What is asked: List every line of the listing below that contains the word "rear", copying each line in full.

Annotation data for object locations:

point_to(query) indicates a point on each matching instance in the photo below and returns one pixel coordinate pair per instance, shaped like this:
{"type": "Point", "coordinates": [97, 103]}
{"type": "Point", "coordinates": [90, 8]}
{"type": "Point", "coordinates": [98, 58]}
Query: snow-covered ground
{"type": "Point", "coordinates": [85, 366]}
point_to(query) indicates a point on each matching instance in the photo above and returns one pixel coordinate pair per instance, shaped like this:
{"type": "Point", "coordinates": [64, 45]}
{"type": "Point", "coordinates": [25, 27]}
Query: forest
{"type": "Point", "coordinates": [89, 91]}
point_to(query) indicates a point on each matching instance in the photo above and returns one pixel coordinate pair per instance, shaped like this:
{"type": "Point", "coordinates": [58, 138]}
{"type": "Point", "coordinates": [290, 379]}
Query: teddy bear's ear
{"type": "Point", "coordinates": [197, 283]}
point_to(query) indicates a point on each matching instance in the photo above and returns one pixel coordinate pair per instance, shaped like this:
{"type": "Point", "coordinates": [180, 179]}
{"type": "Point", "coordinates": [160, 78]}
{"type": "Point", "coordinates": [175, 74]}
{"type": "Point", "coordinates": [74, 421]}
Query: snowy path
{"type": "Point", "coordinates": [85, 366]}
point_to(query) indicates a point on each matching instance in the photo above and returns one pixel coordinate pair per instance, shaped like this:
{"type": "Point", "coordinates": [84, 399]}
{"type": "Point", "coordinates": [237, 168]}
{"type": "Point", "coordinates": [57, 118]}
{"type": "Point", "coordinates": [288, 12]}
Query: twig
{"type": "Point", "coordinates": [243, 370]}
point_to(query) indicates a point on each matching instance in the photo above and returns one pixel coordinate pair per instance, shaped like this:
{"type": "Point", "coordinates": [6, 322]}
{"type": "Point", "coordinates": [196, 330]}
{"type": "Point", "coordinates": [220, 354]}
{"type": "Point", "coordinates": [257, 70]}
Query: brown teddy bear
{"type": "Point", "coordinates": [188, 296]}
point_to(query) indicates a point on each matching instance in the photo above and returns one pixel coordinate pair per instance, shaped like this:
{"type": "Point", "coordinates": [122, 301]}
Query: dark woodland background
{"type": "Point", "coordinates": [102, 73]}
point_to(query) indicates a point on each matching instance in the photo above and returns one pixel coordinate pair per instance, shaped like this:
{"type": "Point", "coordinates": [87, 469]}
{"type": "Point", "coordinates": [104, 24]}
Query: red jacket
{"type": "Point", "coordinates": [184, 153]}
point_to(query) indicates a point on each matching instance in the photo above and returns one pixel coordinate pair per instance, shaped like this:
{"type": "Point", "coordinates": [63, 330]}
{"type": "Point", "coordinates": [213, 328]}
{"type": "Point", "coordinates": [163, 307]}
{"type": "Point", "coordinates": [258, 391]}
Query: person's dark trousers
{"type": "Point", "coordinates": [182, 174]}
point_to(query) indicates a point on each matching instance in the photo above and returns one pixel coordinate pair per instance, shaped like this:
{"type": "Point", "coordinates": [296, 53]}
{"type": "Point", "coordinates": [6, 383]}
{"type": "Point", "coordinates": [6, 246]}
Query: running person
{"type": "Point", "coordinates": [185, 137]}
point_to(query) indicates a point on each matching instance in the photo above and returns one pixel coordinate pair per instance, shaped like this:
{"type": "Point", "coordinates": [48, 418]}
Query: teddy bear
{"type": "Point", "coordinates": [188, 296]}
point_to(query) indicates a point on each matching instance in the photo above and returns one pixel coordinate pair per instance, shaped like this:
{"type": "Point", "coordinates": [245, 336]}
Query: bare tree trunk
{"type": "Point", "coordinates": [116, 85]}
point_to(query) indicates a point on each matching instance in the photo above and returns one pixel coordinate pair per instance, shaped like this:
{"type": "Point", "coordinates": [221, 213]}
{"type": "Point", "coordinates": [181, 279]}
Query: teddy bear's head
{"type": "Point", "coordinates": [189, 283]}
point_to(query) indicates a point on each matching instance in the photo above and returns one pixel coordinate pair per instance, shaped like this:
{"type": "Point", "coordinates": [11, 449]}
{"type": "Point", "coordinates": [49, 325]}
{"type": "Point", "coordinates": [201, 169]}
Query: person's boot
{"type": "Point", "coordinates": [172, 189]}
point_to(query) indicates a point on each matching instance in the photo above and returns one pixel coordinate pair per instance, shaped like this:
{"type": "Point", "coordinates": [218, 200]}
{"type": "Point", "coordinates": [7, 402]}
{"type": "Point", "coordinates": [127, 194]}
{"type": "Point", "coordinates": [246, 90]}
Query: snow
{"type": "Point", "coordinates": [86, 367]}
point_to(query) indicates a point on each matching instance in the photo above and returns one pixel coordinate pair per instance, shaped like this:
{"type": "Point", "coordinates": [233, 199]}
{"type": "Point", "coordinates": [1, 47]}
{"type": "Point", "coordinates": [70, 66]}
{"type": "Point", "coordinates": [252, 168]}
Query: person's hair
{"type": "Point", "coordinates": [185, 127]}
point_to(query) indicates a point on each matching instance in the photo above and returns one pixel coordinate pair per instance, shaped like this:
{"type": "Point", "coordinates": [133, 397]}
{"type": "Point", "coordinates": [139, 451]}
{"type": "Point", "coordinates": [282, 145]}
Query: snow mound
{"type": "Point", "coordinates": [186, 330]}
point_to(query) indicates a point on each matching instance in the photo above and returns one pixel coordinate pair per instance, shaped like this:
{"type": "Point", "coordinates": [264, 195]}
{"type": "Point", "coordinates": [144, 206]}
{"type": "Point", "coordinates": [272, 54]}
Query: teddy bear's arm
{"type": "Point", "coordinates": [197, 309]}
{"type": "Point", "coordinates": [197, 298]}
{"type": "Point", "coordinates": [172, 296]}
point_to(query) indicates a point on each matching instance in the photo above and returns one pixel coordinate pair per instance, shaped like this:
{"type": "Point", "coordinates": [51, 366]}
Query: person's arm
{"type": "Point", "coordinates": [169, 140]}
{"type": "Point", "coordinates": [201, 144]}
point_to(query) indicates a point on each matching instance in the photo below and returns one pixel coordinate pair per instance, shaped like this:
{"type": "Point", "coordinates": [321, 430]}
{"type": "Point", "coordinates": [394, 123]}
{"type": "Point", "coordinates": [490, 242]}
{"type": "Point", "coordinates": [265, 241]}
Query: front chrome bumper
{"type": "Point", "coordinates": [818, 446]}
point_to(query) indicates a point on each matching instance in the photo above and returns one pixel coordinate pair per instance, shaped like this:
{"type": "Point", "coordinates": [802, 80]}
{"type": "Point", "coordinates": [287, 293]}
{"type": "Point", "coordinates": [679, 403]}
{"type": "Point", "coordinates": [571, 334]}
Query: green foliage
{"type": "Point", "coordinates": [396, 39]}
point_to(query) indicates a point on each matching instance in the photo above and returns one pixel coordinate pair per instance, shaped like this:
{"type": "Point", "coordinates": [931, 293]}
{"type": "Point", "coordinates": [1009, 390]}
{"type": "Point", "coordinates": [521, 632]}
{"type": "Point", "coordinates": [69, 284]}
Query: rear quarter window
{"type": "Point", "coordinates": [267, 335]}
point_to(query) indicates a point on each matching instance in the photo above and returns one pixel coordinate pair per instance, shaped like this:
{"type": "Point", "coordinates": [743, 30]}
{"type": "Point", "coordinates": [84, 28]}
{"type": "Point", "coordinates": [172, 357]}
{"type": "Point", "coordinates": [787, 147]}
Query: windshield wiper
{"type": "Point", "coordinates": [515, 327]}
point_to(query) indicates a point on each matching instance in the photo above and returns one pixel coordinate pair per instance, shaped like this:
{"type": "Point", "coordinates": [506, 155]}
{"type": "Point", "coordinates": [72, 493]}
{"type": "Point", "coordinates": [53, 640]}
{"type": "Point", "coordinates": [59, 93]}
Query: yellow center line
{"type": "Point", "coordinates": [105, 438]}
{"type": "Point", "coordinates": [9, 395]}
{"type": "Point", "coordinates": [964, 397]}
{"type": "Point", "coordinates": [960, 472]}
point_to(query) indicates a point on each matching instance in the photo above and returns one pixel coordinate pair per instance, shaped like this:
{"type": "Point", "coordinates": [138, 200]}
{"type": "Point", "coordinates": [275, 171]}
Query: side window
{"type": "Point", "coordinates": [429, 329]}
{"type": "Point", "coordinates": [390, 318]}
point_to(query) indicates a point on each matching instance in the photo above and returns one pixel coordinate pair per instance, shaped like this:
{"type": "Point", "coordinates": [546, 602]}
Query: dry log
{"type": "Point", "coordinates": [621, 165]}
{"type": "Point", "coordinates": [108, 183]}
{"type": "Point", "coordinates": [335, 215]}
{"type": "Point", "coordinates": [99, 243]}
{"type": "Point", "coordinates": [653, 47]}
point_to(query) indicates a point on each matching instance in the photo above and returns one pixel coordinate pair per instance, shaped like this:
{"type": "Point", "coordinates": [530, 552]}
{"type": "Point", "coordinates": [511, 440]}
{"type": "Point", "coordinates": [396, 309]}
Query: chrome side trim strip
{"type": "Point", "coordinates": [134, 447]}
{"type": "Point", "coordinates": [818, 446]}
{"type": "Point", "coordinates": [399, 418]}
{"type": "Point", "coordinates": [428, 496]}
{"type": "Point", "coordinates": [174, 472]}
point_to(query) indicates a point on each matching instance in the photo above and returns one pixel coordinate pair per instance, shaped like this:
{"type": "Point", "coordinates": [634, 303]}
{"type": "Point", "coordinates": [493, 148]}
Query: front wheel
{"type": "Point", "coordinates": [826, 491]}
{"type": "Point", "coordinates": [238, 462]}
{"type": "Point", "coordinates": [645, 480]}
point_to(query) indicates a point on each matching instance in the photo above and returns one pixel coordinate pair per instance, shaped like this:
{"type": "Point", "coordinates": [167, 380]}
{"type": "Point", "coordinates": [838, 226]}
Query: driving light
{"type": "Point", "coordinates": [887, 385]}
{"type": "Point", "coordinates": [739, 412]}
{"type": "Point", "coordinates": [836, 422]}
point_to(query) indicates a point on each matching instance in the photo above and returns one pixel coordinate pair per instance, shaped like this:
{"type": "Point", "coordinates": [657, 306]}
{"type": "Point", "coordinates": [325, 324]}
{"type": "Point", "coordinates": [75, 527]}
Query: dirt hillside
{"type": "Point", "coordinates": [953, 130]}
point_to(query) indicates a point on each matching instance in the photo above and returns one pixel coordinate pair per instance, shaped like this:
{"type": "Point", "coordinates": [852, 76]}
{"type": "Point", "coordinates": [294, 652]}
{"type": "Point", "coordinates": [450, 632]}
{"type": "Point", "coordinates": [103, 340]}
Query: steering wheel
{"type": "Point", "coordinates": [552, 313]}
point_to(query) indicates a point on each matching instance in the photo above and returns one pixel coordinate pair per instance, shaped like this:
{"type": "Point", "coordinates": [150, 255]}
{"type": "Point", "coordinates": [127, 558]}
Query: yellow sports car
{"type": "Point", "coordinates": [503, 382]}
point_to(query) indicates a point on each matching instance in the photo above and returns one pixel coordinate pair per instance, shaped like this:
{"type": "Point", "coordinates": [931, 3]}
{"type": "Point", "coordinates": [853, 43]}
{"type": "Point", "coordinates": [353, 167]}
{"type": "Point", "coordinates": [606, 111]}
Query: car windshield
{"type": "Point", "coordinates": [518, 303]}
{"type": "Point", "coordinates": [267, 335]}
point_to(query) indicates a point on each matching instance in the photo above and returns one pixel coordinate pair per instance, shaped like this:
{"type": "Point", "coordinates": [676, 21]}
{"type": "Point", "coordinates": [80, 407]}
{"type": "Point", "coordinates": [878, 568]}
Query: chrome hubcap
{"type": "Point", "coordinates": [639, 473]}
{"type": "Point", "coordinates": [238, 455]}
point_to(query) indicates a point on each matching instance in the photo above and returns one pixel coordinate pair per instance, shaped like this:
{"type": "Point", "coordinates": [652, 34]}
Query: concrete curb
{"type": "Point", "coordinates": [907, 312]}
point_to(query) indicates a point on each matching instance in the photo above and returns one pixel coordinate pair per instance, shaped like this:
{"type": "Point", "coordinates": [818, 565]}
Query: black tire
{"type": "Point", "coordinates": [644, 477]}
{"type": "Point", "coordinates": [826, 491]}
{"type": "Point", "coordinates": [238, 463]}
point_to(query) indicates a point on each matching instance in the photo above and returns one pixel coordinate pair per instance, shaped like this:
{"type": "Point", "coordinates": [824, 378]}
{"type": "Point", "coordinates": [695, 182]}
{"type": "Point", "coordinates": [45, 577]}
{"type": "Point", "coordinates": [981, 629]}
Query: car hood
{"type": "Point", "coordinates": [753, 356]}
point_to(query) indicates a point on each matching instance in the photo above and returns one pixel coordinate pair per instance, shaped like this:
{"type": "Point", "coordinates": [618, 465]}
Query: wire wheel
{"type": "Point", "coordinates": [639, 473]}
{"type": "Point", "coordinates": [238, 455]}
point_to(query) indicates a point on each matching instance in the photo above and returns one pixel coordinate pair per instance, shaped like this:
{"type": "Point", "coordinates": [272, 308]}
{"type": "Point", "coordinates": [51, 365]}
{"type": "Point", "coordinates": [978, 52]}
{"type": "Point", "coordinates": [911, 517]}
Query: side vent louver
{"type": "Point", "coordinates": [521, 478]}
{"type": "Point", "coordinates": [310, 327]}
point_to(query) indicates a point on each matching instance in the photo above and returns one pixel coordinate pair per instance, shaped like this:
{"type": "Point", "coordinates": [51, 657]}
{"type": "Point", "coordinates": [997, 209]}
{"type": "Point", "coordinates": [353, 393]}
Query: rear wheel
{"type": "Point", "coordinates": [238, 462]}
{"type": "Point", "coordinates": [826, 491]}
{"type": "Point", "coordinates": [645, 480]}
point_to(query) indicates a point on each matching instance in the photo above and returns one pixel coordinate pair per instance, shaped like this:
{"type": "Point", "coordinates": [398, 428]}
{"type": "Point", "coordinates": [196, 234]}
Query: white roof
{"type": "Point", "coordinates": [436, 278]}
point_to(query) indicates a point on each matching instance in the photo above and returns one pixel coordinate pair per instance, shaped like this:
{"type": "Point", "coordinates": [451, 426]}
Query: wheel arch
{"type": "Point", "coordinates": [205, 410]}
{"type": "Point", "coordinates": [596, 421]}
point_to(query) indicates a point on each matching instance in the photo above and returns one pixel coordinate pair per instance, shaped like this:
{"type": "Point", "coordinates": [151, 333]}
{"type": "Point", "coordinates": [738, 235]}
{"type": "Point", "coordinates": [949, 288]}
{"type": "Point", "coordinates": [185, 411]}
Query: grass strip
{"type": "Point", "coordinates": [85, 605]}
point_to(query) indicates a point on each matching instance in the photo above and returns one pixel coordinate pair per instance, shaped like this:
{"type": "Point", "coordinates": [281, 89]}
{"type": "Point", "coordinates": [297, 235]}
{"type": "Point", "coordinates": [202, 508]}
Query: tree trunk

Exercise response:
Query: rear quarter window
Query: rear wheel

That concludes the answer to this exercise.